Exercises to complete
• a. How many people signed the petition described in the Lockerbie article?
• b. Continue the article about the Lockerbie inquiry petition from its last sentence onward.

[This is the headline over an article in today's edition of the Maltese newspaper The Sunday Times. It reads as follows:]
The “flawed” evidence which secured the Maltese connection to the 1988 Lockerbie bombing became a central plank in the plea for a fresh independent inquiry into the atrocity last week.
Had it not been for this evidence, which implicated Malta in the bombing of Pan Am flight 103, Libyan national Abdelbaset Al-Megrahi could not have been found guilty, said former judge Prof Robert Black.
He was speaking at a hearing of the petitions committee in the Scottish Parliament, which has been asked to consider a call for a fresh inquiry into the case on the strength of a list of serious concerns about the safety of Mr Al-Megrahi’s conviction.
A panel of three Scottish judges, sitting in a special court at Camp Zeist, the Netherlands, had found the former Libyan intelligence officer guilty of the murder of 270 people.
However, Prof Black, the architect of the extraordinary trial, along with others of the Justice for Megrahi pressure group, which includes relatives of victims, believe Mr Al-Megrahi was wrongly convicted. They are now asking the Scottish petitions committee to call a fresh inquiry backed by a petition signed by 1,649 people, including 100 Maltese citizens.

Data extracts
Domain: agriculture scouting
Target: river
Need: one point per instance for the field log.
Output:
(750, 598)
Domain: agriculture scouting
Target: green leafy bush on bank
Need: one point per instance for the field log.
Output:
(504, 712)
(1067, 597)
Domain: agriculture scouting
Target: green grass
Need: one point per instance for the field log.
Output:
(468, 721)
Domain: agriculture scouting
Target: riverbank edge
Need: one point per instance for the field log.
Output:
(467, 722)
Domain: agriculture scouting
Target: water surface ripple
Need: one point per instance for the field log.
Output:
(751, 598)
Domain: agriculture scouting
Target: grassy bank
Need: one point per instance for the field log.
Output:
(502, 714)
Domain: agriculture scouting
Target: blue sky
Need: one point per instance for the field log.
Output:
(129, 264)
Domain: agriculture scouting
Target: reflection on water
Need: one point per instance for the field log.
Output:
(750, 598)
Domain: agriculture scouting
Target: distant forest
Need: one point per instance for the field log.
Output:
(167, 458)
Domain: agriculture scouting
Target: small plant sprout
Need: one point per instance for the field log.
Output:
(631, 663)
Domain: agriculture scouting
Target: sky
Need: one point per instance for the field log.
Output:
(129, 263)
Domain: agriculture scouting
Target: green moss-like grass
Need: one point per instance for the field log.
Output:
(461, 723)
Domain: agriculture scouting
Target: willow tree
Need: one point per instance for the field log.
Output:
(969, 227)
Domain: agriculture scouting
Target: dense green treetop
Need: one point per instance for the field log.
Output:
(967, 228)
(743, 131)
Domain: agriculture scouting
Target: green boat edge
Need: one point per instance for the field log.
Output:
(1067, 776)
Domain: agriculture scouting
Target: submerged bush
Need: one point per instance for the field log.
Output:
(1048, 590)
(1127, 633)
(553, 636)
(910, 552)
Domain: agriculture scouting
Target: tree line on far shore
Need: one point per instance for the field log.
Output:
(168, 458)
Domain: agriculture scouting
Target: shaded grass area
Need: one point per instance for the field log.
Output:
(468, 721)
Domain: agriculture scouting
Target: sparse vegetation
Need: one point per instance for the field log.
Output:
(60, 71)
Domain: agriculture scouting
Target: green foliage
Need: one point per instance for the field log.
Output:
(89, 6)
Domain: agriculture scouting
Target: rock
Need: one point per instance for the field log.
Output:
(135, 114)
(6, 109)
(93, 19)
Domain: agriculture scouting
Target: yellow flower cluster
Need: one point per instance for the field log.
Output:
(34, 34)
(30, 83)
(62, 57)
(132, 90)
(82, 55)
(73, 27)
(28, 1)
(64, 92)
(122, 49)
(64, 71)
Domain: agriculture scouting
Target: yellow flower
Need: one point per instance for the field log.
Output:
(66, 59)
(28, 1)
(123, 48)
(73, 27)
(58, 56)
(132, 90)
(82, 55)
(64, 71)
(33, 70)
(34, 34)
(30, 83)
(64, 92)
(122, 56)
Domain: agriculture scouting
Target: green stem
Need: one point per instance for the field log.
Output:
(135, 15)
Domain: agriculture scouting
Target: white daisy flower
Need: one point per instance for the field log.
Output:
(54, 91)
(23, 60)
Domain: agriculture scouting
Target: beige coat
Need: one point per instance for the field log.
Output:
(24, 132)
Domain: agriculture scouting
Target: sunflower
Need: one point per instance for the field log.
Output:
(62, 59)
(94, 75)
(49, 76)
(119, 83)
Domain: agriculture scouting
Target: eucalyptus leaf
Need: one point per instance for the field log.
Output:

Numbered responses
• a. 1,649 people, including 100 Maltese citizens.

• b.
The conviction, Prof Black told the committee, hinges on the premise that Mr Al-Megrahi was the man who bought the clothes from the shop Mary’s House in Sliema, and which were later said to have been wrapped around the suitcase bomb which destroyed the Boeing 747.
According to this theory, consistently rejected by the Maltese government and Air Malta, the bomb left from Malta and was transferred onto the Pan Am Flight in Germany.
But Prof Black pointed out to the committee that Tony Gauci, the Maltese star witness for the prosecution, had only ever said that Mr Al-Megrahi looked “a lot like the man” who bought the clothes from his shop in the days before the bombing.
“He also said in his first police statement that the man was more than six feet tall and over 50 years old. At the relevant time in 1988, Mr Al-Megrahi was 38. He was then, and remains now I presume, five foot, eight inches tall. Still, the court held that he had been positively identified,” Prof Black said.
He also highlighted serious weaknesses in the rest of the evidence which placed Mr Al-Megrahi at Mary’s House.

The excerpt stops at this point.